- [Required action]: From the records below, transcribe exactly the lines that begin at the line with "Locate the calm" and end at the line with "Locate the blue plastic barrel", both included.

- [Entries provided]:
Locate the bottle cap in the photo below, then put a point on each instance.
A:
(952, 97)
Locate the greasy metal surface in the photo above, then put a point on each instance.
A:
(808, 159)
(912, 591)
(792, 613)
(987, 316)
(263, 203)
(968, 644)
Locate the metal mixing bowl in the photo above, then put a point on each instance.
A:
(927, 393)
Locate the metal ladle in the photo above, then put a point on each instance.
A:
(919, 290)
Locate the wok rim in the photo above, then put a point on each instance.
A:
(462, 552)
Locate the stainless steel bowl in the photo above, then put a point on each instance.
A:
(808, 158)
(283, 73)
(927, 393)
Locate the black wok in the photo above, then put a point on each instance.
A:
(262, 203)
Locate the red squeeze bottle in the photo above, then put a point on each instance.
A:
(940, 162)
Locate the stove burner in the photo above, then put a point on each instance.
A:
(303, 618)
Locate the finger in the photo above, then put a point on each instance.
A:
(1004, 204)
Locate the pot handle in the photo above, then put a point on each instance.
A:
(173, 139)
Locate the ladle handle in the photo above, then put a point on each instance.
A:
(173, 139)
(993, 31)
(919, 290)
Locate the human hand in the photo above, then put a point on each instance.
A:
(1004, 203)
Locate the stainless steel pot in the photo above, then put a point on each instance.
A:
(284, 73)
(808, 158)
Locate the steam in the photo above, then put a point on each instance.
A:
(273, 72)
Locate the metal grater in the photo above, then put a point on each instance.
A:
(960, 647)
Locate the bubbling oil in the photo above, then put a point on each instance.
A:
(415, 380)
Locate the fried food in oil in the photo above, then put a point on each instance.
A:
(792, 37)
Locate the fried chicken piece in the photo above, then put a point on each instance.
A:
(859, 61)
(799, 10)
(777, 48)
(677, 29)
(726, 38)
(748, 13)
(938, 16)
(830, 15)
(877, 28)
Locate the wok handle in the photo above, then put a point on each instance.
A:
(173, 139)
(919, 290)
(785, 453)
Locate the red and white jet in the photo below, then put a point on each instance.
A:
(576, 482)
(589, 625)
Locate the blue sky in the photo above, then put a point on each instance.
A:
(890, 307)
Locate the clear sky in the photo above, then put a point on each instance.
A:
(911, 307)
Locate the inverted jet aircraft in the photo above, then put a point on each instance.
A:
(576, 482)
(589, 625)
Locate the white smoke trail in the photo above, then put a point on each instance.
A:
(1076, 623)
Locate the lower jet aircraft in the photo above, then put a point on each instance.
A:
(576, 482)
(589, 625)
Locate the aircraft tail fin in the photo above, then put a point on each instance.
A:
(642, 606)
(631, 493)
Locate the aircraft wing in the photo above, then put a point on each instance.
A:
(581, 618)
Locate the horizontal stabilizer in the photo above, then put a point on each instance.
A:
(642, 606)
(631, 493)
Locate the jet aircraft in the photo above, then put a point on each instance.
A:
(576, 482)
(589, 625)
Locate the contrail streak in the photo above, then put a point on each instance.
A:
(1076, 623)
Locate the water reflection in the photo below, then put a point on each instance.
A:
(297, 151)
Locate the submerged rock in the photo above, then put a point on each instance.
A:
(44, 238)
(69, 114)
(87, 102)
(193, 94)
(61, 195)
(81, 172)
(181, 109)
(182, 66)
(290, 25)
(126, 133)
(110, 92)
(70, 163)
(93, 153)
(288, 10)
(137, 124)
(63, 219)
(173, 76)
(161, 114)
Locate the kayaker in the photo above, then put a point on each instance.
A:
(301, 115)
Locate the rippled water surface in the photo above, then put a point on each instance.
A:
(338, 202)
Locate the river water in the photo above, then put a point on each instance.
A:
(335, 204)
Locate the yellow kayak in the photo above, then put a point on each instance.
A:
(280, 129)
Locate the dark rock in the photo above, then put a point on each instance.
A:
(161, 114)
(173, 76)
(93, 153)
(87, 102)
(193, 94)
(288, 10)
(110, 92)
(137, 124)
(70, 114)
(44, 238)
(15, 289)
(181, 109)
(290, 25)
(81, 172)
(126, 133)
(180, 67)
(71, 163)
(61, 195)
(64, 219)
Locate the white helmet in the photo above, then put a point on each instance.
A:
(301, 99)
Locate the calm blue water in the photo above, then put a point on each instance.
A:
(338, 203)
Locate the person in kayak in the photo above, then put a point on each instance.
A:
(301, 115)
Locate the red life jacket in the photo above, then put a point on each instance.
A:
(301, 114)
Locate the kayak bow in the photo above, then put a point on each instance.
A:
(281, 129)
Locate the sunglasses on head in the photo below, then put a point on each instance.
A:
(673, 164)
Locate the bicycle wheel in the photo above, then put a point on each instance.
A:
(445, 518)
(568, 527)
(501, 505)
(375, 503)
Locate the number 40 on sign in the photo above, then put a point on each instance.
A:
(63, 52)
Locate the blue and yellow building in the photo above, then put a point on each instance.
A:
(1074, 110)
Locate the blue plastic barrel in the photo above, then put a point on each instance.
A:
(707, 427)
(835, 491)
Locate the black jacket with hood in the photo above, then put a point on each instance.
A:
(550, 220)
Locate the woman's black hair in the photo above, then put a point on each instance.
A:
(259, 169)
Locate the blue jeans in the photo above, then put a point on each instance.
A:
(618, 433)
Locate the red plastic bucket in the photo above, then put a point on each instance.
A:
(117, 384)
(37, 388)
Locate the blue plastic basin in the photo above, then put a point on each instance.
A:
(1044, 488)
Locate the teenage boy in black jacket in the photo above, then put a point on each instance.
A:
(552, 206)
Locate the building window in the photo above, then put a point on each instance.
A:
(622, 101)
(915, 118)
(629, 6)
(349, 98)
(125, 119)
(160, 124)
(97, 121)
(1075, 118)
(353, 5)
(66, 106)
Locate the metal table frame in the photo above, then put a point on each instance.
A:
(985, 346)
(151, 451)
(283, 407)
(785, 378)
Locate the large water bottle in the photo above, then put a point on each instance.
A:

- [Reply to the task]:
Locate the calm blue water in the photo above, then put a point on each instance.
A:
(338, 203)
Locate the person in kayak in the photo above, then put a point on each instance.
A:
(301, 115)
Locate the red life jacket in the photo above, then put a point on each instance.
A:
(301, 114)
Locate the kayak bow in the photo above, then put a point on each instance.
A:
(281, 129)
Locate the sunglasses on head in the photo below, then put a point on each instance.
A:
(673, 164)
Locate the bicycle wheel in the photo above, then put a point on each instance.
A:
(445, 518)
(568, 527)
(501, 505)
(375, 503)
Locate the number 40 on sign in the photo above, then put a point on each instance.
A:
(63, 52)
Locate the blue and yellow building in the photo above, then put a point on each instance.
A:
(1074, 110)
Locate the blue plastic barrel in the photo above, then put a point on each instance.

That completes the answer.